*** Excerpt provided Section Begins ***

Veterans Day: Vine Lake Vets

Here's a look at some of the veterans' headstones, grave markers, and intriguing stories at the Vine Lake Cemetery.

Medfield is rich in history, and a big part of that history is the men and women who have served in the country's military.

Here is a glimpse at some of the veteran highlights from Vine Lake Cemetery including grave markers from the Mexican War, Revolutionary War, Civil War, Sons of the American Revolution, World War I, World War II, Korean War, Vietnam War; also Grand Army of the Republic, Ladies Auxiliary, and other intriguing markers.

Some of Medfield's servicemen have interesting stories are noted in the "Walk Among the Shadows" map and guide (available at a kiosk in the cemetery) to the cemetery's old section. Here are a few of those stories, courtesy of the Vine Lake Preservation Trust.

*** Excerpt provided Section Ends ***
*** Recorded data Section Begins ***

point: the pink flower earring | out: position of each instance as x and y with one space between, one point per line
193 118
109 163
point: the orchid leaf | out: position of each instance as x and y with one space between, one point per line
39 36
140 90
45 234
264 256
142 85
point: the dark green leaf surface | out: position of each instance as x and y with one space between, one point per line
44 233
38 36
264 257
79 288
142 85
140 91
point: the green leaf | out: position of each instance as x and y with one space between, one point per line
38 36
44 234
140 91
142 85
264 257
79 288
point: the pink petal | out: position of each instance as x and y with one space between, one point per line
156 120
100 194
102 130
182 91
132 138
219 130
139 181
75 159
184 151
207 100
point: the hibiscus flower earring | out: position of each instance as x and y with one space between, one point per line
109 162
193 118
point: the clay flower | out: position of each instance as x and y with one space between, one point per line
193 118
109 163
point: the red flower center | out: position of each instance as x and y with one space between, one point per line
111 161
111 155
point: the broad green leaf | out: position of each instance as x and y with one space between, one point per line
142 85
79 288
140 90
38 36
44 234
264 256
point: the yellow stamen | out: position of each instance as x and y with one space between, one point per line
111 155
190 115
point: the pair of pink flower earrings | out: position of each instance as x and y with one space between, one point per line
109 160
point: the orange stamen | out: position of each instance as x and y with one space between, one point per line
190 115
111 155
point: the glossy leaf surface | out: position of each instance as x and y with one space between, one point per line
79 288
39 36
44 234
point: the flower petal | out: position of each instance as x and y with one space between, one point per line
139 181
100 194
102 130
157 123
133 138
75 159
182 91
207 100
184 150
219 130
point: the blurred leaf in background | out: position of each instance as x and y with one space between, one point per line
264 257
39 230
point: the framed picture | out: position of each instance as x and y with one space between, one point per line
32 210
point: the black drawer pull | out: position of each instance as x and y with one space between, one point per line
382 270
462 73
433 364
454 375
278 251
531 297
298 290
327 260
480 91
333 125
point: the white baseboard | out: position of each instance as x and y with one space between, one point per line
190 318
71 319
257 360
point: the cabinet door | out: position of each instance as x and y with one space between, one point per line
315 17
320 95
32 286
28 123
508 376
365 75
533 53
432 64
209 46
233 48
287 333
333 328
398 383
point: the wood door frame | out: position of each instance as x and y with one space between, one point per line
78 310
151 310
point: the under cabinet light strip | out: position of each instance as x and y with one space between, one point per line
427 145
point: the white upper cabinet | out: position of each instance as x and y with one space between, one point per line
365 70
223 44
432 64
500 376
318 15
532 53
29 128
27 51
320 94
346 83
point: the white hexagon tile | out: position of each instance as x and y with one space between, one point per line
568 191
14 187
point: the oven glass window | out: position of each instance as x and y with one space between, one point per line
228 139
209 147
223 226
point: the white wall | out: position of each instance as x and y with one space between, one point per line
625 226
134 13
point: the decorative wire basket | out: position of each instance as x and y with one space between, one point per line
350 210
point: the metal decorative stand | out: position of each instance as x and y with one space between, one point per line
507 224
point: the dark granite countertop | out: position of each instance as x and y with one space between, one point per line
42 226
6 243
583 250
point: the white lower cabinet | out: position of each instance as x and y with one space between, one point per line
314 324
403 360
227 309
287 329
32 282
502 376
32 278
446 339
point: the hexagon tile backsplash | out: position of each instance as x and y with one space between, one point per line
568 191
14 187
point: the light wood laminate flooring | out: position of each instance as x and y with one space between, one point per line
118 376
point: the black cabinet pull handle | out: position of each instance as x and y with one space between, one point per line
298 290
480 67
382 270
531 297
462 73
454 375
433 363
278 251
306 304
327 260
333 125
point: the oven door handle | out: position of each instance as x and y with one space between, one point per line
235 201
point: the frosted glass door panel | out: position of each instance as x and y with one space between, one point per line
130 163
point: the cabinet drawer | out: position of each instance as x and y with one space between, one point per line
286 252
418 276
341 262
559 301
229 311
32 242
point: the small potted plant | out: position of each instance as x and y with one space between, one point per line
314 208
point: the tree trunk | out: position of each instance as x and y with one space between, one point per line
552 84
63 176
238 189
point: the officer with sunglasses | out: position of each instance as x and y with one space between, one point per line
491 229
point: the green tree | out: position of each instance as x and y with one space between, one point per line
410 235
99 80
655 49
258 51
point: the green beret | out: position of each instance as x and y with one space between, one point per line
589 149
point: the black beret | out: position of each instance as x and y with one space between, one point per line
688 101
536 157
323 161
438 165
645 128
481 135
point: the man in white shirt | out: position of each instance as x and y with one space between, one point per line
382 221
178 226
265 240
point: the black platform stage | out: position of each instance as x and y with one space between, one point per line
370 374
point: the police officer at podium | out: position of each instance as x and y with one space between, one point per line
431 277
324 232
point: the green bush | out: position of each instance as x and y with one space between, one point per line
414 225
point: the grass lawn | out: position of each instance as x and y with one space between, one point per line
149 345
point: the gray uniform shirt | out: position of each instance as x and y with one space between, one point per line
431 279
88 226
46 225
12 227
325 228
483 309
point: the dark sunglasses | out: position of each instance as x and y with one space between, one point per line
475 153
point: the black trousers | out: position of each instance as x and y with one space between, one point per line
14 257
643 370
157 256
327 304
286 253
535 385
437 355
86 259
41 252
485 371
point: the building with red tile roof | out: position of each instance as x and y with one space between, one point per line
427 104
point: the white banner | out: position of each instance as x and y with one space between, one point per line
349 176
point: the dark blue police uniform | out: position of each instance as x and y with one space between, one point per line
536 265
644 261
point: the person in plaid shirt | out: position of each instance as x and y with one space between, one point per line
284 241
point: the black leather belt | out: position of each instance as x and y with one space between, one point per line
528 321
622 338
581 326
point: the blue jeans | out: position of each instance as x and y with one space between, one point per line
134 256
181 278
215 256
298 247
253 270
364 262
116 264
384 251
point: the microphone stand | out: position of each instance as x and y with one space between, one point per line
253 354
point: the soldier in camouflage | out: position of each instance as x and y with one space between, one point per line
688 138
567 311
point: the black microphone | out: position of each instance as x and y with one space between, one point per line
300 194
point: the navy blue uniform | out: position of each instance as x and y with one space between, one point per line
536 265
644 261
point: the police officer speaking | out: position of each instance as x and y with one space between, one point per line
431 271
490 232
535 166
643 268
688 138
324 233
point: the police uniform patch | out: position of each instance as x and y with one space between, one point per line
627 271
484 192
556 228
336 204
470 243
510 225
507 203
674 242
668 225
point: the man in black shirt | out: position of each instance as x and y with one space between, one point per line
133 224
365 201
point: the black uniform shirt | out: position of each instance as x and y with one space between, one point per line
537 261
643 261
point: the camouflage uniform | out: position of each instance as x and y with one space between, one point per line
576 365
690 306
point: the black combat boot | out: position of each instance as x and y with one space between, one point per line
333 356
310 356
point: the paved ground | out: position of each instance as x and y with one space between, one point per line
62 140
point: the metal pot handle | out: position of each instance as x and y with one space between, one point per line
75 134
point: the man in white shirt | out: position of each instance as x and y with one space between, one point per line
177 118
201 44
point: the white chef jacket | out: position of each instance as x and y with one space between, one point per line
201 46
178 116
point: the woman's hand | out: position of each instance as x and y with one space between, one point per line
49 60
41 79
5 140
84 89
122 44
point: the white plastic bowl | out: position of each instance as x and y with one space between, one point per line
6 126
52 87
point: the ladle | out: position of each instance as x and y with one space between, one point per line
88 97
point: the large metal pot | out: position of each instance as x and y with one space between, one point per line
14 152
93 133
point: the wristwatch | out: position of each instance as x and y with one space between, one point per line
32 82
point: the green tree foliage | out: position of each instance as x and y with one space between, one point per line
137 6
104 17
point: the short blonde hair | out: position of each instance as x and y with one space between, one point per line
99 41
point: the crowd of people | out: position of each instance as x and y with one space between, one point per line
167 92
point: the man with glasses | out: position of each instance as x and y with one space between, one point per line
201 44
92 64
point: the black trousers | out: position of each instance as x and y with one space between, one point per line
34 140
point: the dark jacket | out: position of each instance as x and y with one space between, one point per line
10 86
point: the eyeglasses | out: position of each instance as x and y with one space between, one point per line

*** Recorded data Section Ends ***

▶ _Task set_:
A. Answer these questions from the Vine Lake Cemetery article, one line each:
(i) In which town is the cemetery's history set?
(ii) What is the name of the map and guide to the cemetery's old section, and where can it be found?
(iii) Which organization provided the stories that follow?
B. Put this sentence from the Vine Lake Cemetery article into Spanish: "Medfield is rich in history, and a big part of that history is the men and women who have served in the country's military."
C. Carry on the Vine Lake Cemetery article from its final sentence.

▶ _Answers to the tasks_:
A.
(i) Medfield
(ii) "Walk Among the Shadows," available at a kiosk in the cemetery
(iii) The Vine Lake Preservation Trust

B. Medfield es rico en historia, y una gran parte de esa historia son los hombres y las mujeres que han servido en las fuerzas armadas del país.

C.
Julius Augusts Fitts (1843-1944). Massachusetts' oldest Civil War veteran when he died at age 100, Julius had run a general store at Main and North Streets for 70 years. He introduced the town's first horse-drawn delivery wagon and was the first to sell gasoline for automobiles.

George Horatio Derby (1823-1861). George, an 1846 West Point graduate, grew up in the Dwight Derby House. He served with distinction in the Mexican War and was a topographical engineer whose map-making helped open the American west. As "John Phoenix," he became one of America's best known political humorists.

James Parkman Chenery (1842-1863) and Franklin Artemas Chenery (1839-1864). James was taken prisoner in March 1863 at Ball's Bluff, Virginia, and later redeemed. At age 20, he was killed on the second battle day at Gettysburg. His brother Franklin, age 24, was killed at the Battle of Cold Harbor, Virginia.

Richard Crowninshield Derby (1834-1862). Born in Medfield, Richard acquired skills as a taxidermist, sketch artist, carpenter, and flautist. He was a 28-year-old captain in the 15th Massachusetts Regiment when killed at the 1862 Battle of Antietam, Maryland.

George Frederick Adams (1820-1889). Born in Medfield, George moved to Brooklyn where he studied medicine, then became a surgeon during the Civil War, after which he practiced medicine in St. Louis before returning to Medfield.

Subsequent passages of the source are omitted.